- Consigne écrite 1: Recopiez fidèlement, dans l'extrait sur le français à l'université et la francisation, tout ce qui va de « M. Dubreuil (Benoît) » jusqu'à « deux, à l'utiliser. ».

- Extrait du texte:
La réalité, c'est que pour de grandes universités, il y a beaucoup d'occasions de mettre du français dans les formations, particulièrement dans les gros programmes. Vous savez, il y a des programmes, par exemple en administration des affaires, à Concordia, c'est des... un nombre très, très, très élevé de jeunes qui entrent. Même chose avec les... en informatique, par exemple, en génie informatique, on sait que c'est des domaines qui sont très fragiles, par la suite, sur le marché... où le français est très fragile, par la suite, sur le marché du travail, puis c'est de grosses cohortes. Donc, on peut introduire une partie de l'enseignement en français, je pense, sans déstabiliser le modèle d'affaires de l'établissement. Et le jeune qui lui aura préféré étudier principalement en anglais, mais quand même va avoir peut-être un certain nombre de cours, ça reste à déterminer, mais qui vont lui permettre d'apprendre la terminologie. Puis dans ces cours-là, quand même, il va s'assurer que son français demeure... demeure actif. On vise principalement les jeunes qui sont issus du secondaire français, hein? Gardez ça... on garde ça à l'esprit aussi, là, même si moi, j'aimerais aussi qu'il y ait beaucoup plus d'anglophones, que ce soit du Québec ou du reste du Canada qui viennent au Québec pour étudier en français. Je pense que ça, ça serait aussi... ça nous aiderait aussi à atteindre un meilleur équilibre.

Journaliste : Vous avez mentionné tout à l'heure, là, le fait qu'il y avait des limites à la francisation dans le cas de l'immigration, puis que c'est la raison pour laquelle vous incitiez le gouvernement à aller de l'avant puis à... en fait, c'est déjà en train d'être implanté, là, avec la sélection d'immigrants qui ont déjà une certaine connaissance du français. Il y a quand même ce discours social qu'on a beaucoup entendu ces dernières années, que la francisation allait régler les problèmes qu'on soulevait sur la question de la langue, là. Si je déduis bien, par contre, de ce que vous nous dites, c'est que ce n'est pas le cas, il y a une part de... quoi, de mythe, là, un peu derrière ça de penser qu'on peut franciser tout le monde.

M. Dubreuil (Benoît) : Bien, j'en ai parlé... j'en ai parlé, en fait, dans mes rapports, là, plus le printemps dernier, la francisation, c'est important, c'est un droit. On l'a reconnue comme un droit, et il faut le respecter, s'assurer que ce droit-là a une réalité. Mais, par ailleurs, c'est vrai que, dans la dynamique sociolinguistique plus large, le fait d'avoir ou pas accès à des cours de français gratuit, c'est une des variables qui va amener la personne, un, à apprendre la langue, et deux, à l'utiliser.

- Consigne écrite 2: Ajoutez 136 à chaque coordonnée figurant dans les réponses des lignes de données ci-dessous, puis redonnez toutes ces lignes, requêtes comprises.

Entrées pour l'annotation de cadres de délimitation
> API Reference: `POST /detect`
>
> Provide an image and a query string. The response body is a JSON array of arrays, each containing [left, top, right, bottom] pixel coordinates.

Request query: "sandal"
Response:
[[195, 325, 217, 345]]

- Réponse écrite 1:
M. Dubreuil (Benoît) : Bien, j'en ai parlé... j'en ai parlé, en fait, dans mes rapports, là, plus le printemps dernier, la francisation, c'est important, c'est un droit. On l'a reconnue comme un droit, et il faut le respecter, s'assurer que ce droit-là a une réalité. Mais, par ailleurs, c'est vrai que, dans la dynamique sociolinguistique plus large, le fait d'avoir ou pas accès à des cours de français gratuit, c'est une des variables qui va amener la personne, un, à apprendre la langue, et deux, à l'utiliser.

- Réponse écrite 2:
> API Reference: `POST /detect`
>
> Provide an image and a query string. The response body is a JSON array of arrays, each containing [left, top, right, bottom] pixel coordinates.

Request query: "sandal"
Response:
[[331, 461, 353, 481]]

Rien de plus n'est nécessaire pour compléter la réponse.